-- Required task --
Go through the data and copy every line exactly, but not the images.

Start of Stored records

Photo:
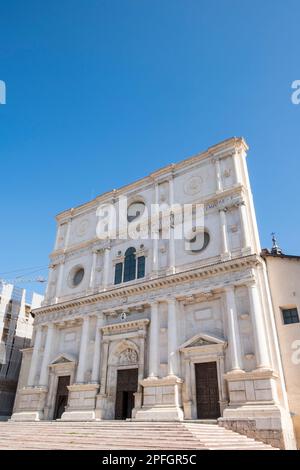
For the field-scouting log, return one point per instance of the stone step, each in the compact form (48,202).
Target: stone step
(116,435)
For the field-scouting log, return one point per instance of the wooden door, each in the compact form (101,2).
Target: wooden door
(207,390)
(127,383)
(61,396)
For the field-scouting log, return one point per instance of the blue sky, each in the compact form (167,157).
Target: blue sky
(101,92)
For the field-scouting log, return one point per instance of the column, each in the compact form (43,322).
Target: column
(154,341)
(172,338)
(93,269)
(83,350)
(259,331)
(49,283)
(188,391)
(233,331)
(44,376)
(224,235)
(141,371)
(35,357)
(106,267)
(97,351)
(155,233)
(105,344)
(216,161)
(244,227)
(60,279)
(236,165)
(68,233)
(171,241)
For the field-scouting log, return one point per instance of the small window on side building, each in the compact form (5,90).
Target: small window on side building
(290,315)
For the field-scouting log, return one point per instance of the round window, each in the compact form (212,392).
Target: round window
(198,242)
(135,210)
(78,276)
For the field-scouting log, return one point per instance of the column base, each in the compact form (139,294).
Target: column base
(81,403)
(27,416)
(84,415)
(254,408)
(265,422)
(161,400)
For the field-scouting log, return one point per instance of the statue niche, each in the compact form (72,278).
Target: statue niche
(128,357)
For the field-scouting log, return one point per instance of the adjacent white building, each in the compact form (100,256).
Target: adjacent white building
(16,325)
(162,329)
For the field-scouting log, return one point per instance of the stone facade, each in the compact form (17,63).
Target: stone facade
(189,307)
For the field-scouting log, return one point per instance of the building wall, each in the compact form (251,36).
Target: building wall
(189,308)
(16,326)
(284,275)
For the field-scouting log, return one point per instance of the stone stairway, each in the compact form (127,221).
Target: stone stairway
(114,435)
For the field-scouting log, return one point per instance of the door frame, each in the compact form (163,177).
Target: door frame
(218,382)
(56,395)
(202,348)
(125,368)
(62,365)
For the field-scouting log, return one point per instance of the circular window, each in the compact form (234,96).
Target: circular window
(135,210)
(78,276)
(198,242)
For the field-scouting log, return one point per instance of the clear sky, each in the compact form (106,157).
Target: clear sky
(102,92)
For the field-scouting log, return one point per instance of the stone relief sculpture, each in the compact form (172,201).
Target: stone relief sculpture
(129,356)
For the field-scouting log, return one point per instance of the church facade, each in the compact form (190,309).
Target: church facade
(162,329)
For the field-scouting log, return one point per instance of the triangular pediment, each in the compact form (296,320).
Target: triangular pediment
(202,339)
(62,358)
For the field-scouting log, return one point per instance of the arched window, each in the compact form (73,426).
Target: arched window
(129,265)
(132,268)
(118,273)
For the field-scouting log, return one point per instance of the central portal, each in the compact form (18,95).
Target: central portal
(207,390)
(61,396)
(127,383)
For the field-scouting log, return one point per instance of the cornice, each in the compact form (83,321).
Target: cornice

End of Stored records

-- Result for this exercise --
Photo:
For the field-scouting log, return one point per instance of the stone step, each in the compact form (48,202).
Target: stone step
(116,435)
For the field-scouting log, return one point per instance of the wooden door, each in the compact form (101,2).
Target: wooden door
(207,390)
(127,383)
(61,396)
For the field-scouting log, return one point per instance of the blue sky, each in the compact form (167,157).
Target: blue sky
(101,92)
For the field-scouting log, return one point per instance of the column, each in the compact form (43,322).
Target: column
(154,341)
(172,338)
(93,269)
(83,350)
(259,331)
(49,283)
(188,391)
(233,331)
(44,376)
(224,235)
(141,371)
(35,357)
(106,267)
(97,351)
(155,233)
(105,344)
(216,161)
(244,227)
(60,279)
(236,165)
(68,233)
(171,241)
For the field-scouting log, return one point per instance of the small window on side building, each in the compact form (5,90).
Target: small window on side building
(290,315)
For the field-scouting log, return one point per instance of the round window, each in the compact form (212,392).
Target: round window
(198,242)
(135,210)
(78,276)
For the field-scouting log, return one point per instance of the column base, each in the compact form (139,294).
Target: column base
(81,403)
(27,416)
(84,415)
(254,408)
(265,422)
(161,400)
For the field-scouting log, return one point per instance of the statue niche, each in the compact form (72,278).
Target: statue niche
(128,357)
For the field-scouting log, return one point per instance of the adjacent white building, each in the compact form (100,256).
Target: adjacent white building
(16,325)
(162,329)
For the field-scouting log, return one point per instance of the stone facade, each in the compact form (17,63).
Target: stone facade
(189,307)
For the field-scouting log, return one point per instance of the building wall, each in the compact form (251,36).
Target: building wall
(189,308)
(16,326)
(284,275)
For the field-scouting log, return one point per instance of the stone stairway, each in the compact form (127,221).
Target: stone stairway
(114,435)
For the field-scouting log, return one point per instance of the door frame, each in the compact form (163,177).
Target: door frame
(218,382)
(56,395)
(202,348)
(125,368)
(62,365)
For the field-scouting log, return one point per instance of the circular window, each in the compact form (234,96).
Target: circular window
(135,210)
(78,276)
(198,242)
For the field-scouting log, return one point per instance of the clear sky, each in the compact form (106,157).
Target: clear sky
(102,92)
For the field-scouting log, return one point per instance of the stone relief sculpture, each in the compact form (172,201).
Target: stone relief sculpture
(129,356)
For the field-scouting log, return one point per instance of the church facade, each in the compact form (190,309).
Target: church facade
(162,329)
For the field-scouting log, return one point per instance of the triangular pediment, each in the compact form (296,320).
Target: triangular pediment
(202,339)
(62,358)
For the field-scouting log, return one point per instance of the arched window, each in the compact form (73,426).
Target: arched window
(129,265)
(132,268)
(118,273)
For the field-scouting log, return one point per instance of the central portal, each in the compact form (18,95).
Target: central portal
(207,390)
(61,396)
(127,383)
For the field-scouting log, return one point per instance of the cornice, each in the compact form (83,321).
Target: cornice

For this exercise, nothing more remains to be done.